§ **TASK TO CARRY OUT**
All lines from the one with "Record the location of each instance of the patterned" to the end need to be copied exactly, with nothing before them.
◇ ◇ ◇
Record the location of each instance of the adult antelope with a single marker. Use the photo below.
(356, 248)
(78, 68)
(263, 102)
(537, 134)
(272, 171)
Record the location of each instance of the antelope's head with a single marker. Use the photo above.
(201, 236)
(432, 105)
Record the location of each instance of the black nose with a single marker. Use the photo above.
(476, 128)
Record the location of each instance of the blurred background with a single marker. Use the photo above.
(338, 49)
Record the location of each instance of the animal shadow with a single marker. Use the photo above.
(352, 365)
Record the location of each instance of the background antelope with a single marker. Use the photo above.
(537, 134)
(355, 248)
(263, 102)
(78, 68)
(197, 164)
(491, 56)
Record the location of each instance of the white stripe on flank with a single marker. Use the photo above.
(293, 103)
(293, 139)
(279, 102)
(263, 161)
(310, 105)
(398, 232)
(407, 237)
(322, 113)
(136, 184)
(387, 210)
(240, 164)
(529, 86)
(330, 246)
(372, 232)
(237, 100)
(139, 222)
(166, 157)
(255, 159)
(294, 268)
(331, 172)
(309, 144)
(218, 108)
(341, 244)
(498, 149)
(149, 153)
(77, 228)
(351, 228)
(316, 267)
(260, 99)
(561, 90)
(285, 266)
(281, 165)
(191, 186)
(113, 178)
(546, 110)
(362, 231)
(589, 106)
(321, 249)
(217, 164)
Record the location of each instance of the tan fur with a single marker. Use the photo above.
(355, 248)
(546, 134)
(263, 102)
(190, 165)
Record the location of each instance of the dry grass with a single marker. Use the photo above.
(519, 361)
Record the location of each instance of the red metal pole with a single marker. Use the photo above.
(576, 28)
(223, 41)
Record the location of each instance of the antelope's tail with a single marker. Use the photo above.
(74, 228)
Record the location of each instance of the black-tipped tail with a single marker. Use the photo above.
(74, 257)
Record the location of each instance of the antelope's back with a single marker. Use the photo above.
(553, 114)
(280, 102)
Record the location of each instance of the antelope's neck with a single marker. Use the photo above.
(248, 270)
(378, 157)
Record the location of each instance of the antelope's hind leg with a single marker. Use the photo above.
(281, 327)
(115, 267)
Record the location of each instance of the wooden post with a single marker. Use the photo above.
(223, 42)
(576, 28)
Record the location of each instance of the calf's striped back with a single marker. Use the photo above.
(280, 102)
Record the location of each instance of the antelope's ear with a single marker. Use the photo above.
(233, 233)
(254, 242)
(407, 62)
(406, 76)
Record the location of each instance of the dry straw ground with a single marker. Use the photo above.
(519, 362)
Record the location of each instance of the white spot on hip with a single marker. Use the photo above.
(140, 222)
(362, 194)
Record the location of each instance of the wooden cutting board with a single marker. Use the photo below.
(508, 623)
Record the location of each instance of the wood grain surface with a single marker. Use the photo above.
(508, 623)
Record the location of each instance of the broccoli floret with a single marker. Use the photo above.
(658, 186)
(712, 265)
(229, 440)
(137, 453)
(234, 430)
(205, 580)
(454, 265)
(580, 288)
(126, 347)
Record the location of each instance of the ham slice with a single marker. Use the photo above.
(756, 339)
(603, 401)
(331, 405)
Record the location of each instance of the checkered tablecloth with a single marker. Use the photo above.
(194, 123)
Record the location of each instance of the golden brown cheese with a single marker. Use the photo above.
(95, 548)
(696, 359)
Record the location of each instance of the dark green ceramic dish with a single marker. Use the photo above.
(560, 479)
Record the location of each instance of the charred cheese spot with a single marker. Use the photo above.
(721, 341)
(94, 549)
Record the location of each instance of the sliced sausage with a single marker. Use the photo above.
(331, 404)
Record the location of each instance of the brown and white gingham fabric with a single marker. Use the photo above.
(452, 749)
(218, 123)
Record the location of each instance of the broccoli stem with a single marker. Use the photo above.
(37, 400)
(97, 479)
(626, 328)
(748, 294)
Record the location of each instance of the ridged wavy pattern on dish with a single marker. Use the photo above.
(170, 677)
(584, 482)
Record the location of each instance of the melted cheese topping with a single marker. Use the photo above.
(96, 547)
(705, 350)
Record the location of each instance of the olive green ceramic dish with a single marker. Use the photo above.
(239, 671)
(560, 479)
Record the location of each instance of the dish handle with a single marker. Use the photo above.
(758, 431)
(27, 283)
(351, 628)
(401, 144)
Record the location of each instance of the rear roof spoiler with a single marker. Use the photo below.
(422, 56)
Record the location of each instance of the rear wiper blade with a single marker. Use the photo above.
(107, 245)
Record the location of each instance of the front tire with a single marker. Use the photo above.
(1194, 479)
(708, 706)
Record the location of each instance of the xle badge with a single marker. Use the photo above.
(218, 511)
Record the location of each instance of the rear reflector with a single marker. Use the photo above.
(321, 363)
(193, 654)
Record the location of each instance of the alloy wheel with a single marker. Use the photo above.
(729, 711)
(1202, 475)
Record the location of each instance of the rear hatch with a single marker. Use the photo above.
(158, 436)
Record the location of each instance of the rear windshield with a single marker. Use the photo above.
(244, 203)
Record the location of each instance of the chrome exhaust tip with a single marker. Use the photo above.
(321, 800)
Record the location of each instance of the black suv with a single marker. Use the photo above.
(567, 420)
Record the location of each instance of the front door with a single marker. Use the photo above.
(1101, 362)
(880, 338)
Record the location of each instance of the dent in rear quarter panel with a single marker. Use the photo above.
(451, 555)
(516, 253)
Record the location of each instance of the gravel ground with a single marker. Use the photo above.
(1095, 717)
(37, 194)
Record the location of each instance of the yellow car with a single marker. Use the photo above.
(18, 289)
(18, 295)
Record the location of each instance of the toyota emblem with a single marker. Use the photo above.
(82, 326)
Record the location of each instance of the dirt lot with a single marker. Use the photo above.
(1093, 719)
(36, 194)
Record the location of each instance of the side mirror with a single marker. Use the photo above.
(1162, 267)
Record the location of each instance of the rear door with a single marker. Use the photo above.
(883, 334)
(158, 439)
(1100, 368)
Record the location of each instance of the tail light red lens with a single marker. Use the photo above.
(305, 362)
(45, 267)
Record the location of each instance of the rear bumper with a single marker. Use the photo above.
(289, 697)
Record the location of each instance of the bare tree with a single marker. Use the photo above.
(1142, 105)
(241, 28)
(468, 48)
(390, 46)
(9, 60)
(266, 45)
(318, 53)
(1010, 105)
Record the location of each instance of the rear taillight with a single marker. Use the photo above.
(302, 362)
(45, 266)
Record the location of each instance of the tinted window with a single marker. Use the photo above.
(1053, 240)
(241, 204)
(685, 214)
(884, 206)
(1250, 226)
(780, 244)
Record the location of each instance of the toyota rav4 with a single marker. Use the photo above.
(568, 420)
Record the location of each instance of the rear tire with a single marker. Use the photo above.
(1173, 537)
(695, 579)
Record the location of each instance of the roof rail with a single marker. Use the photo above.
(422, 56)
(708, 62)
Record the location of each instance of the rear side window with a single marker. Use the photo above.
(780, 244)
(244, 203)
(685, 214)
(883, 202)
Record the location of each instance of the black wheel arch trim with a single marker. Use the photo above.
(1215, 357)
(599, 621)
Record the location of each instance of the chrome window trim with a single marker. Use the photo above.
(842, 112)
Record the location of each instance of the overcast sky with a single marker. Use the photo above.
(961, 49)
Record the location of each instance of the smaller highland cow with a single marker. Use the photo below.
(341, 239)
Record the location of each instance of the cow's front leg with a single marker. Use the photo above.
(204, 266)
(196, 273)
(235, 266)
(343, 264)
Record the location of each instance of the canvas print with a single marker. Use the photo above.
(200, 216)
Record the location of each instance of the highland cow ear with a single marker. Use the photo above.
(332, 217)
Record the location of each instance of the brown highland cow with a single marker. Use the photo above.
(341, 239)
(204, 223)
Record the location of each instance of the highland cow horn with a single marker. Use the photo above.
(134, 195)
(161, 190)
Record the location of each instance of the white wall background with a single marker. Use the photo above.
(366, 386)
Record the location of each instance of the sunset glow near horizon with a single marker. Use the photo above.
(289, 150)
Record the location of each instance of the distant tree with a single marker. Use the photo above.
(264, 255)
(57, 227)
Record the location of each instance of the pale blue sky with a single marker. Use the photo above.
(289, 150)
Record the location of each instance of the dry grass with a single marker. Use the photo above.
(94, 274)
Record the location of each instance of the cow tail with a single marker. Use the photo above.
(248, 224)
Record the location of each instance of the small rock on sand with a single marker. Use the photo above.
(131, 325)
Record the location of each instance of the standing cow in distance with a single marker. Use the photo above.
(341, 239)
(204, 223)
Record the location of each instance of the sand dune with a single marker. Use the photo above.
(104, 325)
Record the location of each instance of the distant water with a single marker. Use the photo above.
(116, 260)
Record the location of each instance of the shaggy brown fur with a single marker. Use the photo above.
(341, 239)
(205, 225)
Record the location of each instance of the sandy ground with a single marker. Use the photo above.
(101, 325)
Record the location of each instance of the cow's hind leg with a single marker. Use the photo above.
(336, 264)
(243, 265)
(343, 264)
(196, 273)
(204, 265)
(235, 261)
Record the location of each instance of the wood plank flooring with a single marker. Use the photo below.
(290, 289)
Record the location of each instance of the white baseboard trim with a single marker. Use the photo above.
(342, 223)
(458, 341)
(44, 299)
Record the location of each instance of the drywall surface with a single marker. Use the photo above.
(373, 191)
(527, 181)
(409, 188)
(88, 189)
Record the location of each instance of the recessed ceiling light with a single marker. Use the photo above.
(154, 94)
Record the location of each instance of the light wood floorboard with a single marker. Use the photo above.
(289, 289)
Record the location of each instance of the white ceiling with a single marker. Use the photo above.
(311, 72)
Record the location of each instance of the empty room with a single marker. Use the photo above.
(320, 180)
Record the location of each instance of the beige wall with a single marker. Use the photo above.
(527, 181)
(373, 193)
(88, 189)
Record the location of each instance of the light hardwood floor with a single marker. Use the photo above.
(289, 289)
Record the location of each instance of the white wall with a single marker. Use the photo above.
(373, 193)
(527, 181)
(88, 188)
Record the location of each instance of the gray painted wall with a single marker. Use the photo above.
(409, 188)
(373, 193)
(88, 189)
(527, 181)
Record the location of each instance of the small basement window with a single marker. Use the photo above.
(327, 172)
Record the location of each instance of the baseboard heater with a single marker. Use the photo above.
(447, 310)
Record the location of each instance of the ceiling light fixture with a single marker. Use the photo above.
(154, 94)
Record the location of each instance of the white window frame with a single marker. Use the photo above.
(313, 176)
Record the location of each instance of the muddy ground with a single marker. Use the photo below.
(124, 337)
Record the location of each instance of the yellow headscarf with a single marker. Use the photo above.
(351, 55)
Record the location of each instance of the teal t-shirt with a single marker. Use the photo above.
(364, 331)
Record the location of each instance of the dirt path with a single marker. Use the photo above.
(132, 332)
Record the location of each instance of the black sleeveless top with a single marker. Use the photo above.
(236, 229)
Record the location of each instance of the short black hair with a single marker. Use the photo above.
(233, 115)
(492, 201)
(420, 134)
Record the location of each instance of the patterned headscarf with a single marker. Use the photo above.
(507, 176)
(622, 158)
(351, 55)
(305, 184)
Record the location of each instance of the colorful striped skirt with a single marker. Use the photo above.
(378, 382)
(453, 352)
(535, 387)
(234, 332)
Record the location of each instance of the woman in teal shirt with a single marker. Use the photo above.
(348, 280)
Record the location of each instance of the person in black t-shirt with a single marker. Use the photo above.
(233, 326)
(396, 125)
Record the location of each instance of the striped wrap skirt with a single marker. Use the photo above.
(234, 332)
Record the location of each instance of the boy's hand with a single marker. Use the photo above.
◇ ◇ ◇
§ **THE OUTPUT**
Record the location of each instance of the patterned headscarf with a single marker. Use the photo above.
(507, 176)
(622, 158)
(351, 55)
(305, 184)
Record the location of each instance of the colorful striped skirt with a single marker. Use the photo above.
(378, 382)
(453, 352)
(535, 387)
(234, 332)
Record the location of each instance of the woman in teal shirt with a single marker. Use the photo above.
(348, 280)
Record the location of each instance of the person in black t-shirt with a single marker. Use the photo above.
(233, 326)
(396, 125)
Record the location of each instance of the striped wrap skirt with a single marker. Use the photo above.
(234, 332)
Record the location of each instance of the boy's hand with a single marker. Use the photo above.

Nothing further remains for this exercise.